TEXT PASSAGE>
--- --- ---

Minor Obsessive Compulsive Disorder
OK, I admit it. I think am probably borderline OCD. First, I am an inveterate counter. For instance, I know that there are 19 steps to my second floor apartment because I count them every time I go up or down the stairs. I know the numbers to my credit cards, driver’s license, passport, and license plate by heart. Once I have dialed a phone number a couple of times, I can remember it until I no longer need it, at which point I erase it from my memory. I count the number of steps I take when I am walking. I even count the seconds it takes to get from one place to another or the number of seconds between events.
I also seem to have an amazing internal clock. Once, when I was in High School, we were learning how to give artificial respiration the old way – with the victim face down, pushing on the upper rib cage to force air out of the lungs and then pulling both arms up and off the floor to force air into the lungs. We were graded on how close we came to completing 12 rounds in a minute. I did it in EXACTLY 60 seconds. I can wake up at any time of the night or first thing in the morning and know what time it is without looking at the clock. I stopped using an alarm clock years ago.
While it doesn’t bother me if there is a little dust on the furniture or the floor needs vacuuming, it drives me crazy if a stack of books is crooked or papers on my desk are not lined up just so. Frankly, I think if people would always put things back where they found them, life would be a lot easier. A place for everything and everything in its place means there is never a need to search for things.
The clothes in my closet are sorted by type of garment, then by color, lightest to darkest, with short sleeve tops separate from long sleeve tops. I’ve had more than my share of comments from friends who’ve seen my closet over the years – they simply can’t conceive of being this organized and I can’t understand how anyone can function without this level of organization.
I make lists for everything. I believe that if I don’t make lists I will forget or overlook something. For my upcoming trip I have created the following:
- A list of things to do before I leave.
- A list of what to pack in my carry on suitcase, what to pack in my backpack, what to carry in my purse, and what to wear the day I leave.
- A list of things to go over with my house-mate before I leave.
- A complete itinerary that details where I am going, what hotels I will be staying at, contact information, etc.

--- --- ---

TASKS FOR THIS EXERCISE>
1) In the essay on minor OCD, how many steps lead up to the writer's second floor apartment?
2) Continue the essay on minor OCD from the end of its list of trip preparations.
The lines that follow have nothing to do with the essay on minor OCD.

Records from a data collection>
--- --- ---

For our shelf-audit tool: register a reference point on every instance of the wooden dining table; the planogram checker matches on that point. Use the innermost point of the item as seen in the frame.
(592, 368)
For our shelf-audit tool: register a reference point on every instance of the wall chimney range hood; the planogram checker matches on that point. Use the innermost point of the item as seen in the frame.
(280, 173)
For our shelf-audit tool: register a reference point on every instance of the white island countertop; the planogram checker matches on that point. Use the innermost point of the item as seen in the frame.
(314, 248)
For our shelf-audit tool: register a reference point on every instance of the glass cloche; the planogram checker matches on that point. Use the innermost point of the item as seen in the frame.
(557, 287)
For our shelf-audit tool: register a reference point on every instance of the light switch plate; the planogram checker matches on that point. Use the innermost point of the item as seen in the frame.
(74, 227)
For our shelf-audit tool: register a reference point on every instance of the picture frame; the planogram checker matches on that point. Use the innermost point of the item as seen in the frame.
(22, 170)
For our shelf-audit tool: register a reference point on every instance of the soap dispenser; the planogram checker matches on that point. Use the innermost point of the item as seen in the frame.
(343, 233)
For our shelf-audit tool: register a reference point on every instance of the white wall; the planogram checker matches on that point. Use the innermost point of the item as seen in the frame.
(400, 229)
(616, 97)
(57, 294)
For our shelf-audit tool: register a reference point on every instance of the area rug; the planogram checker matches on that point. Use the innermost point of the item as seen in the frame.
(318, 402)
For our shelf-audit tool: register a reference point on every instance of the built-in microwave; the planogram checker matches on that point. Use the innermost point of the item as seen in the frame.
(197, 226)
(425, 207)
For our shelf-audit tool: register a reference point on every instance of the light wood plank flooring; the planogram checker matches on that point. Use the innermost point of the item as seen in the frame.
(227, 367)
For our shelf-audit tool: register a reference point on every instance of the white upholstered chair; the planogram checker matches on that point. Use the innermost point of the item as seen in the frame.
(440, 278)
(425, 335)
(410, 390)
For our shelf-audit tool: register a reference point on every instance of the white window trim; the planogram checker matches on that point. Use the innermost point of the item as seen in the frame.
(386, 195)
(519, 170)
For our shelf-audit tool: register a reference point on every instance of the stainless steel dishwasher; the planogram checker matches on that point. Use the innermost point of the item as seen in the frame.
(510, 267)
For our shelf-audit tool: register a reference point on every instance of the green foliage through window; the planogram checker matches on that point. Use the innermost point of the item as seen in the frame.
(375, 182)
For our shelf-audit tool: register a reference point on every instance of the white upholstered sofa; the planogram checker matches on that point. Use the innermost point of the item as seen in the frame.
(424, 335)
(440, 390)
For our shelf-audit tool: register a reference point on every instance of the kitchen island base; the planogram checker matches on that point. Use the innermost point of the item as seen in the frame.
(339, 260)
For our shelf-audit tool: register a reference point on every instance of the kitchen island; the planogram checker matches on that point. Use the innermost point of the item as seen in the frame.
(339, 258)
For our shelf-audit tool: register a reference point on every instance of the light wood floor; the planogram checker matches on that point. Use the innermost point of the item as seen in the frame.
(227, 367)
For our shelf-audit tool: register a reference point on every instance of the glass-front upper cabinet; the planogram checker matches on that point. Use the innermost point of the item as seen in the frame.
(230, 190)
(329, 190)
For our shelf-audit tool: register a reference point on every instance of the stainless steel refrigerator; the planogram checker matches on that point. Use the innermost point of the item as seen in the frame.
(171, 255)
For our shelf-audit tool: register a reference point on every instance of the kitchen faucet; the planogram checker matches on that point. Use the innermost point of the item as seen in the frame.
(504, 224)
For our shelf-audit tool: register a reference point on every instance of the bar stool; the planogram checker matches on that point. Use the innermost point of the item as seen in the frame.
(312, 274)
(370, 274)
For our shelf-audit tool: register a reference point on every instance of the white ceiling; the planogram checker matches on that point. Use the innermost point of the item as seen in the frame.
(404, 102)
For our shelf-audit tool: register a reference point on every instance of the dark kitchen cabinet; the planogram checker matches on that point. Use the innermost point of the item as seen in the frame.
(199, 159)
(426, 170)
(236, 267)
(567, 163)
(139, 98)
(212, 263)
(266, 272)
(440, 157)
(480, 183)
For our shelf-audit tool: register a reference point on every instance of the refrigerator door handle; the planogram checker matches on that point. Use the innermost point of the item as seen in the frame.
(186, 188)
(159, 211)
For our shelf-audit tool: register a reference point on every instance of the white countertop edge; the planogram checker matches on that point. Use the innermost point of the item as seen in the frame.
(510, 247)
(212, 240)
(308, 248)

--- --- ---

RESPONSES>
1) 19

2)
- A list for each country that I might visit that contains visa, embassy, cultural, historical, financial, tourist, and transportation information. Each of these lists is saved in a Microsoft Word document format to carry with me on the laptop, a text format to copy to the iPod, and a PDF format that I uploaded to my Webmail, where I can access it remotely if need be. The Webmail now also contains copies of all my important documents, should I lose them while traveling.
- A list of banking tasks that I have to do each month while I am away.
- A list of birthdays that will occur while I am on the road so I can email my friends on their special day.
I could go on but you get the idea.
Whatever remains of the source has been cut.